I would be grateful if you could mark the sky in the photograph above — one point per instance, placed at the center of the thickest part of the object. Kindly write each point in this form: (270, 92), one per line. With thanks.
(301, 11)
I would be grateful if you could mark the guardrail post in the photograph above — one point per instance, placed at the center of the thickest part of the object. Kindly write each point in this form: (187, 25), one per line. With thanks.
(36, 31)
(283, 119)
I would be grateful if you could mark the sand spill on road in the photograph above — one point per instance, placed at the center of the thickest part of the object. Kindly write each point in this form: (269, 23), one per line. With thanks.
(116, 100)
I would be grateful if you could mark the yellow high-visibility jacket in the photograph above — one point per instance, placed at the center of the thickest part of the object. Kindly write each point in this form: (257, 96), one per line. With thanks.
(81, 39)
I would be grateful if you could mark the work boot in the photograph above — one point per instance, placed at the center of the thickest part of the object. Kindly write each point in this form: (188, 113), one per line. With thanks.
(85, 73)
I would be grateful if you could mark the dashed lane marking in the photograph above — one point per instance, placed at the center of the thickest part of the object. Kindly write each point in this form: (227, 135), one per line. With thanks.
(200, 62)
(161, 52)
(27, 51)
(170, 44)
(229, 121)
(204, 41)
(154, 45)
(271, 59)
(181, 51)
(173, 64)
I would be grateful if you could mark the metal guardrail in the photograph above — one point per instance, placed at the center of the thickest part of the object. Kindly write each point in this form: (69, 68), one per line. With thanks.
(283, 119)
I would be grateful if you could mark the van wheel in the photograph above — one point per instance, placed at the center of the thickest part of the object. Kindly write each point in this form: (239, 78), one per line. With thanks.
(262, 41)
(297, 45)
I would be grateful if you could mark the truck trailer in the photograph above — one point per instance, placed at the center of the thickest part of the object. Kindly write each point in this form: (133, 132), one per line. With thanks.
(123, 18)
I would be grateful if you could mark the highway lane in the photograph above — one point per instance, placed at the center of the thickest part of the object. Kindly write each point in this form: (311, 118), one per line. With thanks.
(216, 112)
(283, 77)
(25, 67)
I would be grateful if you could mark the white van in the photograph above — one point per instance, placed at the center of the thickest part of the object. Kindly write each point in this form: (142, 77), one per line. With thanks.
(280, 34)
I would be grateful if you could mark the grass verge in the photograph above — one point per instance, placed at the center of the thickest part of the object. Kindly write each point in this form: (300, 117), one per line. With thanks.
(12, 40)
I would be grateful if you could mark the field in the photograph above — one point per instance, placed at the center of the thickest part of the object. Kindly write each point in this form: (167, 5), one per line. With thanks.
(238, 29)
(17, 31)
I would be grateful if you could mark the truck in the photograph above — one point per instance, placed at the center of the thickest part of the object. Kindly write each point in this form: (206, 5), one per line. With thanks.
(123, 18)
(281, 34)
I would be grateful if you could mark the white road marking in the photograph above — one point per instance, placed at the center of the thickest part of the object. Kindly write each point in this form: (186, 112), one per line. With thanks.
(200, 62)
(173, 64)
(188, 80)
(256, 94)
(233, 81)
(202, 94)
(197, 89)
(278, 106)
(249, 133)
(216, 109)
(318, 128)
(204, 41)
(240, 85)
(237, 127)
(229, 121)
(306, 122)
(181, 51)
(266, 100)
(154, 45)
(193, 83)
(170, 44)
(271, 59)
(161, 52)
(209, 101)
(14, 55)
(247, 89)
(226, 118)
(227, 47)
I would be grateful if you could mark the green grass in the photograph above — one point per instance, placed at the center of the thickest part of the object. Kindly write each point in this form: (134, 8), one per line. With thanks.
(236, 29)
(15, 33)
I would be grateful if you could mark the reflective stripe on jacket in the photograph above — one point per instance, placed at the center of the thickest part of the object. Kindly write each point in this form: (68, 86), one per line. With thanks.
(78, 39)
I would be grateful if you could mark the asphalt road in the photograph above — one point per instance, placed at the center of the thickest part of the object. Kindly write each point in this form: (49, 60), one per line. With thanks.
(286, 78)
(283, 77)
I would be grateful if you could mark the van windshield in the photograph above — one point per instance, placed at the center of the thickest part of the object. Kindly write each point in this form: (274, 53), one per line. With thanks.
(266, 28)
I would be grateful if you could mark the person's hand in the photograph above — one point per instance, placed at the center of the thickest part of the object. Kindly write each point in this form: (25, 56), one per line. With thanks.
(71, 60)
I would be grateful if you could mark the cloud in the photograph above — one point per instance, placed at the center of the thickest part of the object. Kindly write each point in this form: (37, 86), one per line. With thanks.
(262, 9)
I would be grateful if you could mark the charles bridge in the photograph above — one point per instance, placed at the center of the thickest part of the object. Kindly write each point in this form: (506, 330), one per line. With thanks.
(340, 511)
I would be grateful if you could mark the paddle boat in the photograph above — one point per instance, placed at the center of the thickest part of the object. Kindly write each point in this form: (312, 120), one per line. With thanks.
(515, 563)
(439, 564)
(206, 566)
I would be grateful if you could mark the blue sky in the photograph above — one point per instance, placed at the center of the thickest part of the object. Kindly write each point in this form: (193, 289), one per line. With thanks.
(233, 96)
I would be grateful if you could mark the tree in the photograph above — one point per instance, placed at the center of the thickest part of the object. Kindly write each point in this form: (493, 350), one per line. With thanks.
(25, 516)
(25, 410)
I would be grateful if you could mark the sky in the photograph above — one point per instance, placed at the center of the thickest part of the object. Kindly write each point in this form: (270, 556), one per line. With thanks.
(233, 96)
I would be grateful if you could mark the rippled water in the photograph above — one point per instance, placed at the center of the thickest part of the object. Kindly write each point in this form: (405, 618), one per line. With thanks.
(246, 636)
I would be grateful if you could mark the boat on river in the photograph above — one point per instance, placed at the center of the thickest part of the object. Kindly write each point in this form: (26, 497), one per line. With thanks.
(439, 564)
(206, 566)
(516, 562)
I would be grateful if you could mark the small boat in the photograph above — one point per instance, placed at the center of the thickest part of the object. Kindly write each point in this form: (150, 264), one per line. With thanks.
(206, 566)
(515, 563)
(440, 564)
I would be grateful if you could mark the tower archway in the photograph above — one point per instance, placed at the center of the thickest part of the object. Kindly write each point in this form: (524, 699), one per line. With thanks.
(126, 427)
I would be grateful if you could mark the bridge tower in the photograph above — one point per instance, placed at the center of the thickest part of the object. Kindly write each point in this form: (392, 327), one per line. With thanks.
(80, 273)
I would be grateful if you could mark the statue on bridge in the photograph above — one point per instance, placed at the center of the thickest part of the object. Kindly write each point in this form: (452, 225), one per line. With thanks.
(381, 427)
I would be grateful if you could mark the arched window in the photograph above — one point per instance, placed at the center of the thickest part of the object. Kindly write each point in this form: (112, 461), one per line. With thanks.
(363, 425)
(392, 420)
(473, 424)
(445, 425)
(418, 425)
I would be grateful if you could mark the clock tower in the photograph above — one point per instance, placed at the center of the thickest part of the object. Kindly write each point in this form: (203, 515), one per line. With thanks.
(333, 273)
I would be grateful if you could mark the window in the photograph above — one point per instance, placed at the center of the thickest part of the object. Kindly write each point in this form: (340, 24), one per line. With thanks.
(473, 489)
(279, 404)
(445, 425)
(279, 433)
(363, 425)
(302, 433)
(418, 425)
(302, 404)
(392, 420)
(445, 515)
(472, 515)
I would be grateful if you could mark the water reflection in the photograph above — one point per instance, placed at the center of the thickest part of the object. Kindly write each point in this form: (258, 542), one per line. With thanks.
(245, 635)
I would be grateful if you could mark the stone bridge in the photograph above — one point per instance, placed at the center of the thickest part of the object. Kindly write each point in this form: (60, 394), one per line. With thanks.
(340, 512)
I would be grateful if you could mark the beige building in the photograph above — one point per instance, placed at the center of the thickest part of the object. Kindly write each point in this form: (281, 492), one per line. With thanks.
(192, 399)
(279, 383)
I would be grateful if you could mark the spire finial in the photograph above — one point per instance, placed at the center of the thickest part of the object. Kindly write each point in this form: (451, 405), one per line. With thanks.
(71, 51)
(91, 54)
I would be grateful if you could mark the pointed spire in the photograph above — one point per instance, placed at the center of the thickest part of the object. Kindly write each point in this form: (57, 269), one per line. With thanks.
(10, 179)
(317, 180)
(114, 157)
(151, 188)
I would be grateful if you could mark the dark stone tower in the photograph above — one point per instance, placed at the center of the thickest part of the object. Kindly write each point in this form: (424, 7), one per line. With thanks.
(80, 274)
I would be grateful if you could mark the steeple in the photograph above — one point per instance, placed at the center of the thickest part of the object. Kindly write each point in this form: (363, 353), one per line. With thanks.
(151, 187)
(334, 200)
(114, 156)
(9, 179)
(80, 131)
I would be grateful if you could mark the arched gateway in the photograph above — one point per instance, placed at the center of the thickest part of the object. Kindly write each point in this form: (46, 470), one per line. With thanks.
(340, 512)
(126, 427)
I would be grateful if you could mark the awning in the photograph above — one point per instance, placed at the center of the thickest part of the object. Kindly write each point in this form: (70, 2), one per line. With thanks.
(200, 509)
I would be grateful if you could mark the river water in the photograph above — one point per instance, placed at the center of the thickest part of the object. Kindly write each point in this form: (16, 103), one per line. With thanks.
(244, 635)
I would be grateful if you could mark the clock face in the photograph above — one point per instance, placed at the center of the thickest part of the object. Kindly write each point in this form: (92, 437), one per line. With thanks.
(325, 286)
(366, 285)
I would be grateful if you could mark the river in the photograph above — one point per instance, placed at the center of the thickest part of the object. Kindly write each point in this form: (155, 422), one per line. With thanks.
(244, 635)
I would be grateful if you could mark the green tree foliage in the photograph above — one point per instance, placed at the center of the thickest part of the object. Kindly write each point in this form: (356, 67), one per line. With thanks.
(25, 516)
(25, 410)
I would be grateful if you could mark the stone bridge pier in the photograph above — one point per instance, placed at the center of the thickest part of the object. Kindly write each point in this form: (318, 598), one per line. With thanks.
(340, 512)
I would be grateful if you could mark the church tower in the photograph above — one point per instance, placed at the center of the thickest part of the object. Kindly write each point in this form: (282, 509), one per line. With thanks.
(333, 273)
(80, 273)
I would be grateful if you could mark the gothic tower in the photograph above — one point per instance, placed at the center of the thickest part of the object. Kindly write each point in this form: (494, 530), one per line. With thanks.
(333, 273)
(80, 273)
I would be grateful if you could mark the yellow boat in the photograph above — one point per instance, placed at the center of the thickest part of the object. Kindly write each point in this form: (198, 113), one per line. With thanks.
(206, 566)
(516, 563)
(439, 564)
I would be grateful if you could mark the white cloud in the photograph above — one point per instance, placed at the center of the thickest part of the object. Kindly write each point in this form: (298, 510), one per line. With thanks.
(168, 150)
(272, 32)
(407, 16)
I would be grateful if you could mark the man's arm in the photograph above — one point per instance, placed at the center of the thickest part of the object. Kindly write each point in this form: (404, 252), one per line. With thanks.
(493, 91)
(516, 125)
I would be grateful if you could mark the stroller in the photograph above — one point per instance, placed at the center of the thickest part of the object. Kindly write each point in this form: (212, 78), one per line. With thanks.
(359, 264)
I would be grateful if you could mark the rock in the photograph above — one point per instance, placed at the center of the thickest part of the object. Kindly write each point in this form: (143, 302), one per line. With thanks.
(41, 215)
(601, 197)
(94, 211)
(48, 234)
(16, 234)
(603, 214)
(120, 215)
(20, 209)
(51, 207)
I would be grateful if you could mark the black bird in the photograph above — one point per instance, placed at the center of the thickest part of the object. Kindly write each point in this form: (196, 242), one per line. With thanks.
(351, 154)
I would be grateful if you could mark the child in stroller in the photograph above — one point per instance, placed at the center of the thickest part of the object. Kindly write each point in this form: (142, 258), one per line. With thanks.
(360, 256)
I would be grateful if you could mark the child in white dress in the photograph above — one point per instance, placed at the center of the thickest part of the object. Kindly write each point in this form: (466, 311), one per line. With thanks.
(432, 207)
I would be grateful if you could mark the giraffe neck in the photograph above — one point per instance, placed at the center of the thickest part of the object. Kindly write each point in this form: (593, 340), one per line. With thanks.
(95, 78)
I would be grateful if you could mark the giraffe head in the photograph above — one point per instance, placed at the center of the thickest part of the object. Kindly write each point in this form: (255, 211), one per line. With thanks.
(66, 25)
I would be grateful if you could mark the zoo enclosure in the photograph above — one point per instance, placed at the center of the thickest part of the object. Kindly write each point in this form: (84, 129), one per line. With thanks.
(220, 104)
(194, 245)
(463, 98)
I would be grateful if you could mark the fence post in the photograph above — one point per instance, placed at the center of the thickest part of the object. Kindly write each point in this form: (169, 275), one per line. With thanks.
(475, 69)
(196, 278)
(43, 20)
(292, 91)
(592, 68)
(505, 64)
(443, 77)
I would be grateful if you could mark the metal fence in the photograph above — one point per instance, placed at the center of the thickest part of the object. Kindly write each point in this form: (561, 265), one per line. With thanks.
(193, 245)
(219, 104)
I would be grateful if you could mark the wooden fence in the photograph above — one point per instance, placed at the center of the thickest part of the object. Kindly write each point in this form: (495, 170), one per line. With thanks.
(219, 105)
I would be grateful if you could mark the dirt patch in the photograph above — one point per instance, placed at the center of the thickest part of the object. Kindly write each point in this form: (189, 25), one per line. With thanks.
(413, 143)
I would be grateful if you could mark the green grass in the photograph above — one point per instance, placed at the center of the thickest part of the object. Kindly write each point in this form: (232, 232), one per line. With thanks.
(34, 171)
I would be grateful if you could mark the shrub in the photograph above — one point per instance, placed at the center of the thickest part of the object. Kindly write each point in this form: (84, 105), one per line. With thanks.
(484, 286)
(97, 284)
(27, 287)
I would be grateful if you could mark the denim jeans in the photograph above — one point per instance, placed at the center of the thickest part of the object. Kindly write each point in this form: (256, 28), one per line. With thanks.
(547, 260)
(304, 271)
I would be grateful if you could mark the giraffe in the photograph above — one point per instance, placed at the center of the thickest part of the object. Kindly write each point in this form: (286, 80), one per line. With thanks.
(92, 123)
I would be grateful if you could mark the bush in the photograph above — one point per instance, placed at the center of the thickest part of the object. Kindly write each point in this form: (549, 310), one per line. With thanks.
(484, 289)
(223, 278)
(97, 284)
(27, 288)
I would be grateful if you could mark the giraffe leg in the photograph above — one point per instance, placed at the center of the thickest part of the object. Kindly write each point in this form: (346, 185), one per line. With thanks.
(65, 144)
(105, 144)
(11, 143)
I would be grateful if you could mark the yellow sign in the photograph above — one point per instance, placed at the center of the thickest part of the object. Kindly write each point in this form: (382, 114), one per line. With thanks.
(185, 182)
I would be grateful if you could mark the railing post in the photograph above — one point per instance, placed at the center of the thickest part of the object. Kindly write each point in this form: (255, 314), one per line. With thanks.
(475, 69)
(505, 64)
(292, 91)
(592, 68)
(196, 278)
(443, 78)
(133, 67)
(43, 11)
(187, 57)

=====

■ Goal: Transcribe exactly the line containing "I would be grateful if you could mark the denim" and all remaining lines of the material, ending with the last one.

■ Task response:
I would be grateful if you could mark the denim jeans in the photograph above — one point per instance, placed at the center of the thickest part of the object. Kindly write each point in this form: (256, 28), one per line. With thanks.
(547, 260)
(304, 271)
I would be grateful if you could mark the giraffe in the photograph above — one point per instance, placed at the center of the thickest part of the object. Kindly write each point in this form: (286, 80), one per line. With thanks.
(92, 123)
I would be grateful if you could mark the bush in the photograph above — one point per instance, placed at the center of the thickest part of the object. Kindly write each point in this form: (549, 310), one per line. With thanks.
(484, 289)
(223, 278)
(97, 284)
(27, 288)
I would be grateful if you could mark the giraffe leg in the photograph above — one point per instance, placed at the center of the thickest part of the object. Kindly write each point in this form: (346, 185), one per line. With thanks.
(65, 144)
(105, 144)
(11, 143)
I would be grateful if you could mark the yellow sign in the photograph above — one point per instance, placed at the center of the thickest part of the object. Kindly write each point in this form: (382, 114), one per line. With thanks.
(185, 182)
I would be grateful if you could mark the railing post in the photograph above — one point per instance, placed at the center of the thickest part of the object. Kindly write each point in this form: (255, 314), one per line. With thanks.
(475, 69)
(505, 64)
(292, 91)
(592, 68)
(196, 278)
(443, 78)
(133, 67)
(43, 11)
(187, 57)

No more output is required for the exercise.